> Detalles de la tarea
Retoma el texto sobre la infancia de Camilo Torres y continúalo a partir de su última frase.

──────── Extracto proporcionado

24 de abril,2019.-
Por: Isabel Restrepo de Torres*
Se cumplen 51 años de la muerte del sacerdote Camilo Torres Restrepo. El Espectador reproduce este artículo escrito por su madre y que hizo parte del libro: “Camilo, obras del cura revolucionario” publicado en 1968.
“Fue un niño criado, como lo son todos los niños por sus madres: con amor. Nació en un hogar burgués… por desgracia. Mi marido era médico especialista en Pediatría. Por este motivo, por el contacto permanente a que su profesión lo obligaba, con niños que padecían –muchas veces- enfermedades contagiosas, su preocupación constante, casi una obsesión, era prevenir el hecho de que Camilo contrajera una enfermedad. Yo, accediendo a la aprensión del padre, cuidaba que Camilo no se reuniera con los pequeños que visitaban el consultorio.
Recuerdo una anécdota que me quedó grabada y a la que los hechos posteriores dieron verdadera relevancia. Es un recuerdo de su primera infancia. No lo encontré en toda la casa y salí en su búsqueda. Desde la puerta lo vi jugando con un niño de esos que en aquella época llamaban en Bogotá “chinos de la calle” (ahora la burguesía de mi país está más fina, les dicen “gamines”, término importado de USA, por más datos). El chico estaba sucio, harapiento y lleno de granos. Llamé a Camilo y lo increpé: “¡deja a ese chino y ven a casa!”. Trayendo al chico tomado por los hombros, se acercó muy serio y me dijo: “No mamita, no lo voy a dejar, él es mi amigo, MI AMIGO”. Y luego, como recordando algo importante, agregó: “y no es un chino de la calle, es un muchacho como todos, todos somos niños”.

────────────────
──────── Datos disponibles

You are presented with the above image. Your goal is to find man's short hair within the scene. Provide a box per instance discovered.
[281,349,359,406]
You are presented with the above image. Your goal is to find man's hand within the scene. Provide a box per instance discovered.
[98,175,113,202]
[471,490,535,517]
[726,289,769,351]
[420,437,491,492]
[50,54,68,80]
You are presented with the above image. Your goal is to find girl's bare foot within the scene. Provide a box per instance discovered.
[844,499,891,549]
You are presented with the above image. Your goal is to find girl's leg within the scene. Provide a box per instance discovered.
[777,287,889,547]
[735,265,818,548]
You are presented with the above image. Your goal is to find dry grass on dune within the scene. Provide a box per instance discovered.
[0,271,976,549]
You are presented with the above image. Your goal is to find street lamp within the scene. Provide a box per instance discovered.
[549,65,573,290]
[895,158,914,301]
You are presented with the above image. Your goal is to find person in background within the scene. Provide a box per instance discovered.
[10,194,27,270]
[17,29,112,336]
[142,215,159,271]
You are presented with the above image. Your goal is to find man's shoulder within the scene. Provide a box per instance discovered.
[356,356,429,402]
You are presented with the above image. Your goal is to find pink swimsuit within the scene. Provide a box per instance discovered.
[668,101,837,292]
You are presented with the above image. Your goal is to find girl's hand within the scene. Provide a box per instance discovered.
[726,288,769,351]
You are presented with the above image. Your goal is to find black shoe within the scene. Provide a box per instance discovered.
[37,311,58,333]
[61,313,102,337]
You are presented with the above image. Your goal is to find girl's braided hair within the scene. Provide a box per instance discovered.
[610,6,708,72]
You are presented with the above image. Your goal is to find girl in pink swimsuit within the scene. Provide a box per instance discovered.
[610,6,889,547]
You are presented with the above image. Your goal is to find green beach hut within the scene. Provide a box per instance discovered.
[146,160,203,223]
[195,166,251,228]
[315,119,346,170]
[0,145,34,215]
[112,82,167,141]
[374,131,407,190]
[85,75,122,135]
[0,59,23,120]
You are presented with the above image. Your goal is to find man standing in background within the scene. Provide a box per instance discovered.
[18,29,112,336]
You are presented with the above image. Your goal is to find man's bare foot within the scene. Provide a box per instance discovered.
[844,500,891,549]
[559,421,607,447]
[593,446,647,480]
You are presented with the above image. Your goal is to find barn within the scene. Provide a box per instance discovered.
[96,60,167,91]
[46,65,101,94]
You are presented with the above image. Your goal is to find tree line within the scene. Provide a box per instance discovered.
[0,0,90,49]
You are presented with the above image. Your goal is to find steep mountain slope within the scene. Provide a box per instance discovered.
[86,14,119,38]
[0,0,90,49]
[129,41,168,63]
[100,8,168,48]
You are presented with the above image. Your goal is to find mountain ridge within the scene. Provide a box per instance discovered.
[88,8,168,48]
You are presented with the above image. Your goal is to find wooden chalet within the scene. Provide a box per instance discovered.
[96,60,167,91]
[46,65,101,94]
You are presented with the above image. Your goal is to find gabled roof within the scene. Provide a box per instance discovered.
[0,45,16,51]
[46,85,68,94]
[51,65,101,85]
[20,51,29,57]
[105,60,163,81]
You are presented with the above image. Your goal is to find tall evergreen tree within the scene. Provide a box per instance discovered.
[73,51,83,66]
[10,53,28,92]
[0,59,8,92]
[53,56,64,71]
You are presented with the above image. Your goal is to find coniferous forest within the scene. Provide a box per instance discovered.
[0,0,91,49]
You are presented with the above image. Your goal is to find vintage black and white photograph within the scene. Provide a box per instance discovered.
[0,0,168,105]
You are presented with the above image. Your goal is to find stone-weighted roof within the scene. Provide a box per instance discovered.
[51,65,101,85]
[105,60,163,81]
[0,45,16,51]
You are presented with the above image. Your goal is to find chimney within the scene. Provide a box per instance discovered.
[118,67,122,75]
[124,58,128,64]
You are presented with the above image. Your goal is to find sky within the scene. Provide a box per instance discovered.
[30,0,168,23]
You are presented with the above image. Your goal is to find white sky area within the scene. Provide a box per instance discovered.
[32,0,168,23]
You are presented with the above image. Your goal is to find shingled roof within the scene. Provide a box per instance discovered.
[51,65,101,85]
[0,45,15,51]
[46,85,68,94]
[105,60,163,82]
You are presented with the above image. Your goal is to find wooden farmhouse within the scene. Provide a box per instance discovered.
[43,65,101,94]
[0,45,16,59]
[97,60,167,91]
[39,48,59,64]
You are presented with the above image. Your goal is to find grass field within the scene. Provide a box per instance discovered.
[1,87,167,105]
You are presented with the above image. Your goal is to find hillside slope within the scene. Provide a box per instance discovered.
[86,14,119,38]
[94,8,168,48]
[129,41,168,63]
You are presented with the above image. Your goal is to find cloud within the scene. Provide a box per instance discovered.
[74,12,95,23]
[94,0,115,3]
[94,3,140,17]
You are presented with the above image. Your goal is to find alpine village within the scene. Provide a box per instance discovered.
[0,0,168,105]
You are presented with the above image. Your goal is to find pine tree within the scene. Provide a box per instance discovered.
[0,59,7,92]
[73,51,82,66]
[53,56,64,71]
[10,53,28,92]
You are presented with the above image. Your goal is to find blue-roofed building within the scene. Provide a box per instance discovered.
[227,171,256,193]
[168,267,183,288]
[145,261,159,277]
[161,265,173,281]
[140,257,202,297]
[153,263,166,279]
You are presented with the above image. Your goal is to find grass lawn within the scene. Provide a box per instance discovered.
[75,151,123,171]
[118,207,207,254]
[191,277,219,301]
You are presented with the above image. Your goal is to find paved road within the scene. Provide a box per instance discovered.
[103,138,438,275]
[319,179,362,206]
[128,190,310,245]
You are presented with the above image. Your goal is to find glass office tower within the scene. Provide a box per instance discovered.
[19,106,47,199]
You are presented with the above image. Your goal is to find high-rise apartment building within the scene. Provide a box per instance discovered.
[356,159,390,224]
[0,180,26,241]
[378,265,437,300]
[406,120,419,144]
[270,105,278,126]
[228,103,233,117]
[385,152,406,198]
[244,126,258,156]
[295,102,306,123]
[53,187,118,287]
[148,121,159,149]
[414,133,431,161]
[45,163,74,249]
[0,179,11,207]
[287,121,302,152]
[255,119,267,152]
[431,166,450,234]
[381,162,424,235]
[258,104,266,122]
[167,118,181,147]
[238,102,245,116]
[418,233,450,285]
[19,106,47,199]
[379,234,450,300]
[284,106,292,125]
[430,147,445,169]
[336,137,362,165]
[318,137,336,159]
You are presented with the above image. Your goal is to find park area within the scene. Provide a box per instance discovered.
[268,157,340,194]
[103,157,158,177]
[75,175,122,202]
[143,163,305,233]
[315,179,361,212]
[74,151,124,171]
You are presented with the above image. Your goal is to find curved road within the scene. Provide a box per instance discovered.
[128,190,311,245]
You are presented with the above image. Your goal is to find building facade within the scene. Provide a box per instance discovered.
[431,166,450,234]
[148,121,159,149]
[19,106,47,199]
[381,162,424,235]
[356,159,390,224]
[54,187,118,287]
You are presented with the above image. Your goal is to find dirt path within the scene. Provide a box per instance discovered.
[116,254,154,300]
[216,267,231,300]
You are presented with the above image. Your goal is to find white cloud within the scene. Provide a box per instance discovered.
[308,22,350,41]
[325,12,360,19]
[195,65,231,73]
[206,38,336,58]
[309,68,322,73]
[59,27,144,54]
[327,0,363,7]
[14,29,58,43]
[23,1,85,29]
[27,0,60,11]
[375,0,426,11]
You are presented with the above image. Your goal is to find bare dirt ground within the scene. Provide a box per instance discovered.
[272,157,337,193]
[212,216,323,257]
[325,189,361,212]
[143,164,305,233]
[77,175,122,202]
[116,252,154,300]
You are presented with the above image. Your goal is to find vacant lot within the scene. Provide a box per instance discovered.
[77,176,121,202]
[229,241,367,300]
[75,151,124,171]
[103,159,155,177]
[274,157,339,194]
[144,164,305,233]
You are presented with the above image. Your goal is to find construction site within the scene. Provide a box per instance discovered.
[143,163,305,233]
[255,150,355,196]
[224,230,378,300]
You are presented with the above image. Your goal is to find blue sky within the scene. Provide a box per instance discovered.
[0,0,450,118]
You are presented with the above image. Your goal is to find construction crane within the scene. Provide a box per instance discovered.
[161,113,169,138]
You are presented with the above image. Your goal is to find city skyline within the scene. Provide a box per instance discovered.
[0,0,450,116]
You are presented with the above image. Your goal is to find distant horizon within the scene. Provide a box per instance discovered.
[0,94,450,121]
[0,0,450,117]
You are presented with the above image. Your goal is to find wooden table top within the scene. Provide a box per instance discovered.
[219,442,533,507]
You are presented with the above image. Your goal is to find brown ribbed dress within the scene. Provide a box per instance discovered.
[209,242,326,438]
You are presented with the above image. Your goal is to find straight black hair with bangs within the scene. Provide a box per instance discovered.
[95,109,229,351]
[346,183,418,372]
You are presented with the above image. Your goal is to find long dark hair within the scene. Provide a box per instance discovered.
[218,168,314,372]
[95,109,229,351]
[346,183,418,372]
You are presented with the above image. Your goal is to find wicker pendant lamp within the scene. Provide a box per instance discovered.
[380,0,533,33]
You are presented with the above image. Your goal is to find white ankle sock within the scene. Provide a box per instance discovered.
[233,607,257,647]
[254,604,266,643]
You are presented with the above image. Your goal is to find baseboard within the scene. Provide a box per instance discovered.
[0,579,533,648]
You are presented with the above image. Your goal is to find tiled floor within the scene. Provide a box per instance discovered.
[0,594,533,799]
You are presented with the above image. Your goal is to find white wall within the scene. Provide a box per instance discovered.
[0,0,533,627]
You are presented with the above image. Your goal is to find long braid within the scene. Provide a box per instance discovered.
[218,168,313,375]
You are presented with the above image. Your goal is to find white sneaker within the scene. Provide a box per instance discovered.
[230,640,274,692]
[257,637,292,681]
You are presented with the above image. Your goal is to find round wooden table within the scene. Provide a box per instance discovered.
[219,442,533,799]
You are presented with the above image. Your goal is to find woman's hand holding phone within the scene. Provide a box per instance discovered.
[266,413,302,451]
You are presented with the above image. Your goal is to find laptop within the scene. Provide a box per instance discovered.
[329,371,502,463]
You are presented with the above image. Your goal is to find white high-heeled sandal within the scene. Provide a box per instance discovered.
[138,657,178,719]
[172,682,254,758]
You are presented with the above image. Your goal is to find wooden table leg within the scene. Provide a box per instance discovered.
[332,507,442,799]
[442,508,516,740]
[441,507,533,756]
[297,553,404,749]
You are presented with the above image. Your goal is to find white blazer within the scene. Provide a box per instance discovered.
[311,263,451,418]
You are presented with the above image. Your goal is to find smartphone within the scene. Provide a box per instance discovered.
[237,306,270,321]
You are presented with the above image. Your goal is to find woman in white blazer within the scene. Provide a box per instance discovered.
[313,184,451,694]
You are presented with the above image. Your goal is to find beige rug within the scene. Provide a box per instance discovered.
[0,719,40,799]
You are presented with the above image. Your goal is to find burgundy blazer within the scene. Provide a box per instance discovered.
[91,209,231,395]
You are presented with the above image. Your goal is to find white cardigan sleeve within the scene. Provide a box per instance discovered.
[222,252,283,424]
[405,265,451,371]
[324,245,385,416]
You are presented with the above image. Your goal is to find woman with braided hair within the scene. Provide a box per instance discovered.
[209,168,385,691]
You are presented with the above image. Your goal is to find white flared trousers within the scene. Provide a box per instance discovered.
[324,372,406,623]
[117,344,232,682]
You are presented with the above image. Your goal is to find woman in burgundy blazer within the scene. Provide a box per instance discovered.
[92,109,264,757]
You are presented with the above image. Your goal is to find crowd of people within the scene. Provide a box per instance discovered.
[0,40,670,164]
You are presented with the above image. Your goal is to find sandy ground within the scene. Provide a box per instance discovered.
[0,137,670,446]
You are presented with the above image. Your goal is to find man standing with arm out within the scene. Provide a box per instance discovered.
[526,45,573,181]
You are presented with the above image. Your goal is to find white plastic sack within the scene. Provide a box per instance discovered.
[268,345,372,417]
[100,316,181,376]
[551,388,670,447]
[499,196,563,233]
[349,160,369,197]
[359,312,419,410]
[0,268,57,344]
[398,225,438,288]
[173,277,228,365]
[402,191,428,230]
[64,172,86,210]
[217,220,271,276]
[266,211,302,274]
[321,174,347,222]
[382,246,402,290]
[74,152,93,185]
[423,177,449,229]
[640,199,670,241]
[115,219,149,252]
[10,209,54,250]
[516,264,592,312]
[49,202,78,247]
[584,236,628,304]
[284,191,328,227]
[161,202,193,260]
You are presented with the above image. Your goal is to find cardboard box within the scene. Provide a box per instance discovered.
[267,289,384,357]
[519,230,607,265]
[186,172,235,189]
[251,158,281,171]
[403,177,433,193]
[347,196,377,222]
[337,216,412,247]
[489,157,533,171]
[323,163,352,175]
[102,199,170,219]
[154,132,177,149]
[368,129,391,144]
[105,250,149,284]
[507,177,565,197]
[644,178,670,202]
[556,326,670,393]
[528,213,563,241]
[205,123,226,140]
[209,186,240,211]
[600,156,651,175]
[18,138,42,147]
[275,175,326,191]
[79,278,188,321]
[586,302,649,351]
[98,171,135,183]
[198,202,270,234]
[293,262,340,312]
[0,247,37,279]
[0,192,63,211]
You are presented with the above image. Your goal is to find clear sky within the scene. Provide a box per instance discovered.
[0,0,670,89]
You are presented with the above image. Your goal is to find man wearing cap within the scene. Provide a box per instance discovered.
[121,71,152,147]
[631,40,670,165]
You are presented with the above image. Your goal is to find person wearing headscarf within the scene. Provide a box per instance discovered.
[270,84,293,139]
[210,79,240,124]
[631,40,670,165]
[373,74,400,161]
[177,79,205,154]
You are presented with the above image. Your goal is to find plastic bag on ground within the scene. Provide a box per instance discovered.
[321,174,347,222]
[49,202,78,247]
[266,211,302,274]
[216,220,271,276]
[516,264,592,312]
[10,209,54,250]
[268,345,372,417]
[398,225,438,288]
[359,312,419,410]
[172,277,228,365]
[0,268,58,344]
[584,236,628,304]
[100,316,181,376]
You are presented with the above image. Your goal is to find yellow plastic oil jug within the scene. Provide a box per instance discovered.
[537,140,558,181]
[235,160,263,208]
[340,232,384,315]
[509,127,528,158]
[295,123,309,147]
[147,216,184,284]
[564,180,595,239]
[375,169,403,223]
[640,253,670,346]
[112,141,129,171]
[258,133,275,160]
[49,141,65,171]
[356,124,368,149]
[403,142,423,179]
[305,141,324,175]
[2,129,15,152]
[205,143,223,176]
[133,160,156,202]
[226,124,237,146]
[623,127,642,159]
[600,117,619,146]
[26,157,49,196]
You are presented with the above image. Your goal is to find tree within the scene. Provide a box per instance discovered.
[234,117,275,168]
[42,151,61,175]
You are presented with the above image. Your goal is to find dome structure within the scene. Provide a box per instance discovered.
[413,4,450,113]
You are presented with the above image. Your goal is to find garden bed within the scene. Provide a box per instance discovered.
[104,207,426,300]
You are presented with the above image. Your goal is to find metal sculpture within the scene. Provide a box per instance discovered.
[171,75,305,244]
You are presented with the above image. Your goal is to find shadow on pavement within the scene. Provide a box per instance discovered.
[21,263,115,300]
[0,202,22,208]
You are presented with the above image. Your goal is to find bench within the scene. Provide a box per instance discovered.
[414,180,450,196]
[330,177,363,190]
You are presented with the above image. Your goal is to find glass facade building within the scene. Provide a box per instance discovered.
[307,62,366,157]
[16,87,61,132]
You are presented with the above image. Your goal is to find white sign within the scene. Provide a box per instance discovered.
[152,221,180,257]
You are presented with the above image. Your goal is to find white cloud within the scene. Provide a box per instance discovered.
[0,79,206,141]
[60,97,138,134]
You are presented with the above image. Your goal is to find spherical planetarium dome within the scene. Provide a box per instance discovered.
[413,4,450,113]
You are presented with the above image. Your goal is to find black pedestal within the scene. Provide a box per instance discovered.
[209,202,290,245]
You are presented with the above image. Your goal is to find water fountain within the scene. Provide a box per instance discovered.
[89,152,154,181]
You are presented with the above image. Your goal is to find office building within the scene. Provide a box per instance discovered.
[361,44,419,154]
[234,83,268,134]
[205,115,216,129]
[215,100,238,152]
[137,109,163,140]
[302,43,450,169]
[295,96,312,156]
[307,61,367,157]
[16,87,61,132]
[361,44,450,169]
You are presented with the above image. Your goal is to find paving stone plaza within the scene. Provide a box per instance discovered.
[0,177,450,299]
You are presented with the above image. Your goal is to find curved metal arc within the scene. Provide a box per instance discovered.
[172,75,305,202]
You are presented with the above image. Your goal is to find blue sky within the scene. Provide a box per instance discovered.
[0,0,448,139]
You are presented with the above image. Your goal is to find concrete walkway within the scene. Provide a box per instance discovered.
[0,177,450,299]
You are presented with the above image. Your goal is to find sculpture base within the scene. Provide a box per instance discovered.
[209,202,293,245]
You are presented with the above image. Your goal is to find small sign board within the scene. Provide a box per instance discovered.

────────────────

> Espacio de respuesta
Y hubo también lo que sucedió un mediodía, por aquella época. En Colombia, la comida que sigue a la sopa la llamamos “el seco”. Estábamos todos sentados a la mesa cuando sonó el timbre. Era una persona que pedía se le diera algo de comer. No había nada –se le contestó-. Camilo suspendió el viaje de su cuchara de sopa. Me miró muy triste y murmuró: “¿Por qué lo han dejado ir?; yo tengo ‘mi sequito’”. Y pasaron los años y yo seguí aprendiendo con mi hijo.
Llegó su primer día de escolar. Nuestra familia siempre fue anticlerical; siempre tuvimos aversión a todo lo que oliera a sotana. Decidimos enviarlo a la Escuela Alemana, por su carácter laico y los estudios completos que impartía. Recomendé a su hermanito mayor: “cuida a Camilo, ve que no le pase nada”. Fue un alemancito sin duda quien habló mal de Colombia. Camilo, al final de la lucha, le tumbó dos dientes. Cuando volvieron a casa, mi hijo mayor me dijo: “Mamá, a Camilo no hay que cuidarlo, a los que hay que cuidar es a los otros”. Pienso cuánta razón tenía: a Camilo no hay que cuidarlo: que se cuiden los otros, los que están contra todo lo que él ha contribuido a defender.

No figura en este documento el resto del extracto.